**Your task:**
Return the listing below verbatim, line for line, with nothing added or changed.

**Material:**

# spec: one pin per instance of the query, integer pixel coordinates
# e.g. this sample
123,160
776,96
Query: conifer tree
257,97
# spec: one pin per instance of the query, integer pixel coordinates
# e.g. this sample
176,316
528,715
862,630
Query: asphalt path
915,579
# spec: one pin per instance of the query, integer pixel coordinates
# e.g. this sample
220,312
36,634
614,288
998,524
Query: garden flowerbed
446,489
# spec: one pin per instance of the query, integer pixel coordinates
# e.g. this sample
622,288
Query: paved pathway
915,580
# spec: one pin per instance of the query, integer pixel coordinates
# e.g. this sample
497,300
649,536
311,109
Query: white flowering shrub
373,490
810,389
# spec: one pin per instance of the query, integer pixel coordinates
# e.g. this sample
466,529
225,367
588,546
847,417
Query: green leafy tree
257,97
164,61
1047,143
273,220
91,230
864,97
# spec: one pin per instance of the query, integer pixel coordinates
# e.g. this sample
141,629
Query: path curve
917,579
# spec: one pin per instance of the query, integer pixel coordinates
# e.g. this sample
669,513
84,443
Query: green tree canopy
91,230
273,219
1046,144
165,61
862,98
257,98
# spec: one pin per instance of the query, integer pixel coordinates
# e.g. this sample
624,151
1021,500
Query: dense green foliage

**Result for this exercise:**
# spec: one pin per instance of the query, integer pixel coordinates
# e.g. this sample
123,160
776,96
Query: conifer tree
257,97
# spec: one pin per instance of the query, integer pixel coordinates
# e.g. this sample
176,316
528,715
862,630
Query: asphalt path
915,579
# spec: one pin per instance of the query, integer pixel coordinates
# e.g. this sample
220,312
36,634
614,288
998,524
Query: garden flowerbed
446,489
# spec: one pin per instance of the query, integer pixel coordinates
# e.g. this sample
622,288
Query: paved pathway
915,580
# spec: one pin per instance of the query, integer pixel coordinates
# e.g. this sample
497,300
649,536
311,109
Query: white flowering shrub
373,490
810,389
# spec: one pin per instance of the query, integer pixel coordinates
# e.g. this sample
466,529
225,367
588,546
847,417
Query: green leafy tree
257,97
164,61
1047,143
273,220
91,230
864,97
# spec: one pin per instance of the query, integer pixel coordinates
# e.g. this sample
141,629
Query: path curve
917,579
# spec: one pin per instance of the query, integer pixel coordinates
# e.g. this sample
669,513
84,443
Query: green tree canopy
91,230
273,219
1046,144
165,61
862,98
257,98
# spec: one pin per instance of the query, integer pixel coordinates
# e.g. this sample
624,151
1021,500
Query: dense green foliage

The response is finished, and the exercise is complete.